**Prompt:** Without pictures, repeat exactly the lines from the one containing "Practice step: put a point on each instance of the wilting" through the end of the entries.

[Start of section]

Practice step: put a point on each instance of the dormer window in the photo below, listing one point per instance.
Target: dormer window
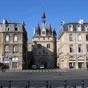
(78, 27)
(70, 27)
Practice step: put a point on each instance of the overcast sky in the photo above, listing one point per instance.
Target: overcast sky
(31, 10)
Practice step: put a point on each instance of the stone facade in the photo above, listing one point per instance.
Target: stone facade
(72, 46)
(13, 45)
(44, 45)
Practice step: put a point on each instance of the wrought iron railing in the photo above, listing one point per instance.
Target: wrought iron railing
(43, 83)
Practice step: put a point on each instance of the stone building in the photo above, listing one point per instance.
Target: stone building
(72, 45)
(13, 45)
(44, 45)
(29, 53)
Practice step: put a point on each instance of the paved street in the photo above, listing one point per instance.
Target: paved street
(55, 78)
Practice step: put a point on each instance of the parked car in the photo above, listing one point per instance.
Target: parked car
(34, 67)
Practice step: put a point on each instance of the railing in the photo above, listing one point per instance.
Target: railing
(44, 84)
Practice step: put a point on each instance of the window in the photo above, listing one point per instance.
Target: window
(15, 38)
(79, 37)
(48, 45)
(70, 28)
(87, 47)
(70, 37)
(7, 38)
(43, 32)
(39, 53)
(6, 48)
(15, 48)
(79, 27)
(14, 65)
(8, 29)
(71, 48)
(86, 28)
(87, 37)
(79, 48)
(43, 51)
(39, 46)
(43, 38)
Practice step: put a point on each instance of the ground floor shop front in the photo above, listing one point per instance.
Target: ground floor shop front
(72, 62)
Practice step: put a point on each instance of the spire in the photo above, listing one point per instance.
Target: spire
(43, 19)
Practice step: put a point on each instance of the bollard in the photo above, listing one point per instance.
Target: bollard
(1, 86)
(9, 84)
(46, 84)
(28, 86)
(65, 84)
(82, 83)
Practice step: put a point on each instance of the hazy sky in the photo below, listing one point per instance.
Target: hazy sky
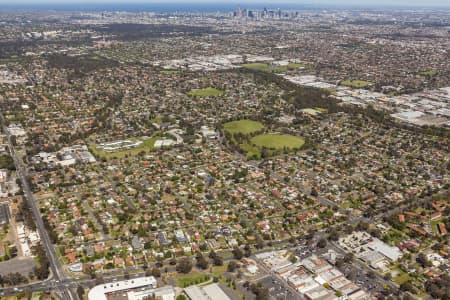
(273, 3)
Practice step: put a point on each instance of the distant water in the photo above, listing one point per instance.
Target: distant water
(148, 7)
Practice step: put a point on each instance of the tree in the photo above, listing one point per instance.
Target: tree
(237, 253)
(80, 291)
(322, 243)
(155, 272)
(184, 266)
(202, 263)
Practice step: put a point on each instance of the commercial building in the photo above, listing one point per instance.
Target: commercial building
(125, 290)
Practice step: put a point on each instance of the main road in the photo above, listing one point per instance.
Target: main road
(57, 271)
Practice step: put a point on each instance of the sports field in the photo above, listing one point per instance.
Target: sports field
(243, 126)
(278, 141)
(207, 92)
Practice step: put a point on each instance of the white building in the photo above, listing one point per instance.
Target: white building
(101, 291)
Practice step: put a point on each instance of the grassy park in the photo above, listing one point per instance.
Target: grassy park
(206, 92)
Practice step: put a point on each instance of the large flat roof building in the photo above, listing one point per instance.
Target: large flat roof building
(111, 290)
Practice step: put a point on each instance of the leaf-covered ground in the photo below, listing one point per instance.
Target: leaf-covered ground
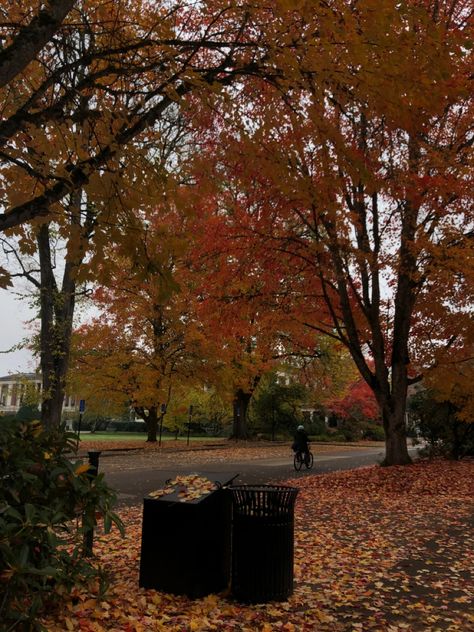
(204, 454)
(376, 549)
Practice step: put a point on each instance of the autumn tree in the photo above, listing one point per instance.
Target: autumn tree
(365, 183)
(146, 340)
(85, 89)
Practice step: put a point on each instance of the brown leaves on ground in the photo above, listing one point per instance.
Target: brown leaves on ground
(375, 549)
(205, 453)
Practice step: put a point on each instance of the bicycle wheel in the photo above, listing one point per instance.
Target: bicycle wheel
(298, 462)
(309, 460)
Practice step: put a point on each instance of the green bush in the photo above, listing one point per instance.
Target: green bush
(46, 503)
(437, 423)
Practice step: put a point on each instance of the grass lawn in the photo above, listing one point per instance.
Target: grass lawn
(133, 436)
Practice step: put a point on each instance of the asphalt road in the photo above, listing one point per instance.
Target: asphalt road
(133, 484)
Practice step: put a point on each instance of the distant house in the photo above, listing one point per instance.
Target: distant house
(13, 389)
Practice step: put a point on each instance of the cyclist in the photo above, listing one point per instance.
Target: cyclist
(300, 443)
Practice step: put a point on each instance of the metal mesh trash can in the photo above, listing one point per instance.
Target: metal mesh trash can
(262, 542)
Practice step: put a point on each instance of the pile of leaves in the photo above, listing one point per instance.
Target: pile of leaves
(375, 549)
(187, 488)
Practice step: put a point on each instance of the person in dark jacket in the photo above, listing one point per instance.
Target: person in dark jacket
(300, 443)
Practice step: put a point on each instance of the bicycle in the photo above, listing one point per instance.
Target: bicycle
(301, 459)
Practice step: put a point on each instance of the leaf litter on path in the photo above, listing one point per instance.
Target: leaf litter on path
(387, 549)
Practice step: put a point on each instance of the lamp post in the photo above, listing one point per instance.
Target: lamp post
(189, 421)
(82, 407)
(163, 412)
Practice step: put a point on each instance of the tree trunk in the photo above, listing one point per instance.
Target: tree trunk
(57, 310)
(396, 449)
(152, 419)
(241, 403)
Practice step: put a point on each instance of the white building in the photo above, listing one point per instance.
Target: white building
(13, 389)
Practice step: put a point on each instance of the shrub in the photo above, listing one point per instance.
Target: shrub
(439, 425)
(43, 496)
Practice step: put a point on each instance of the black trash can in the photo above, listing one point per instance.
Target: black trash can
(185, 548)
(262, 542)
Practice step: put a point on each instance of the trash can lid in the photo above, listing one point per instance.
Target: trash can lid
(263, 500)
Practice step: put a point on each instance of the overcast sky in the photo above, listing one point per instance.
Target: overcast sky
(14, 314)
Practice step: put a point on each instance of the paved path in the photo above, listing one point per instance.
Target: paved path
(133, 484)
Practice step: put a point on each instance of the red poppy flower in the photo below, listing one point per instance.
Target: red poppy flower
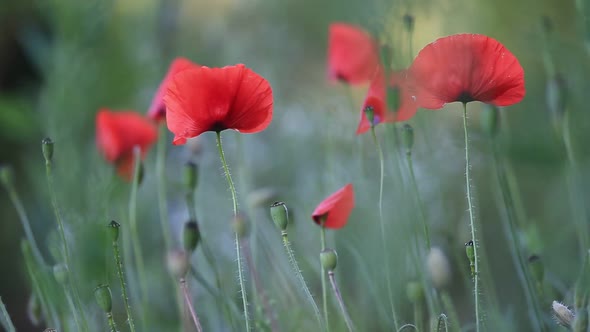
(464, 68)
(381, 97)
(201, 99)
(353, 54)
(335, 208)
(157, 110)
(117, 133)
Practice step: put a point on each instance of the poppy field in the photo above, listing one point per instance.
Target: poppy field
(275, 166)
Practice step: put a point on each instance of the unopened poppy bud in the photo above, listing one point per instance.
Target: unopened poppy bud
(34, 312)
(408, 137)
(409, 23)
(279, 215)
(114, 230)
(104, 298)
(563, 315)
(470, 251)
(191, 176)
(60, 273)
(191, 236)
(7, 176)
(414, 291)
(490, 117)
(329, 259)
(47, 147)
(177, 262)
(439, 268)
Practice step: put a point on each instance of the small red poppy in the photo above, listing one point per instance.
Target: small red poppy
(336, 208)
(464, 68)
(201, 99)
(117, 133)
(353, 55)
(377, 98)
(157, 110)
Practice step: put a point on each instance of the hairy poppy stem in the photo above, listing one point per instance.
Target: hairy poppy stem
(139, 264)
(237, 236)
(382, 225)
(299, 275)
(6, 321)
(336, 290)
(471, 221)
(189, 304)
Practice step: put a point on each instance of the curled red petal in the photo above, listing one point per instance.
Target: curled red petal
(467, 67)
(336, 208)
(353, 54)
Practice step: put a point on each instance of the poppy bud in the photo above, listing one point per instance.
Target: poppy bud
(469, 250)
(408, 138)
(104, 298)
(279, 215)
(60, 273)
(439, 268)
(329, 259)
(490, 120)
(409, 23)
(563, 315)
(114, 230)
(191, 236)
(47, 147)
(177, 262)
(191, 176)
(414, 291)
(7, 176)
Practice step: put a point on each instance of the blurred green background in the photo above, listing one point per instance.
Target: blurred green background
(62, 60)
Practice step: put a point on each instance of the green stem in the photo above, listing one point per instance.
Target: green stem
(471, 221)
(299, 275)
(6, 321)
(121, 275)
(324, 287)
(237, 237)
(382, 225)
(336, 290)
(140, 267)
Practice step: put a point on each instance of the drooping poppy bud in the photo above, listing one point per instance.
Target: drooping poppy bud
(280, 215)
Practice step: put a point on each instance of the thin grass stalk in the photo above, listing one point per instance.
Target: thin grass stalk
(237, 237)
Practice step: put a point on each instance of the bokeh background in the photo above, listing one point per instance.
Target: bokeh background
(62, 60)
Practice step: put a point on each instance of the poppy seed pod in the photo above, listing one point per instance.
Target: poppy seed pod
(60, 273)
(104, 298)
(177, 263)
(114, 230)
(279, 215)
(191, 236)
(415, 292)
(408, 137)
(191, 176)
(329, 259)
(47, 147)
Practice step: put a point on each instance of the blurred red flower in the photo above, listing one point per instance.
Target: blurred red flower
(353, 55)
(117, 133)
(464, 68)
(201, 99)
(382, 97)
(157, 110)
(335, 208)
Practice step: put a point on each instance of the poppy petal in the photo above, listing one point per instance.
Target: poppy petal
(336, 208)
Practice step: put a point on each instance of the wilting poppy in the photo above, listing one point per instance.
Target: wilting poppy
(157, 110)
(201, 99)
(353, 55)
(117, 133)
(464, 68)
(390, 103)
(335, 209)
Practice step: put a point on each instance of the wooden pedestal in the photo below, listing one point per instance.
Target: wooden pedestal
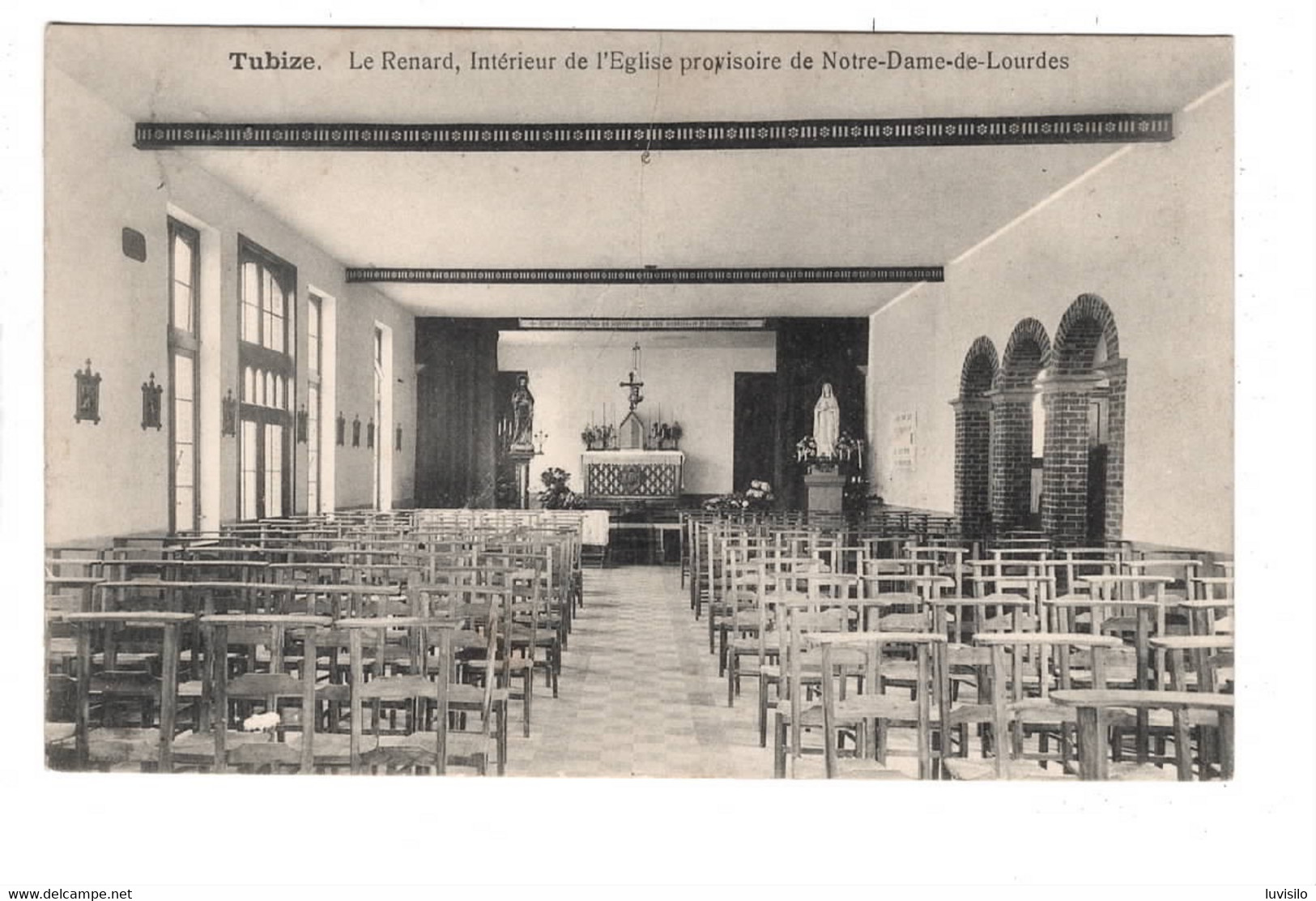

[End of section]

**Answer section:**
Practice step: put a point on each instance of the wilting poppy in the photo above, listing one point per instance.
Target: wilting poppy
(157, 110)
(201, 99)
(353, 55)
(117, 133)
(464, 68)
(390, 103)
(335, 209)
Practice step: put a point on each instance of the wooden pedestal in the photo below, listing one point per instance.
Target: wooden pedestal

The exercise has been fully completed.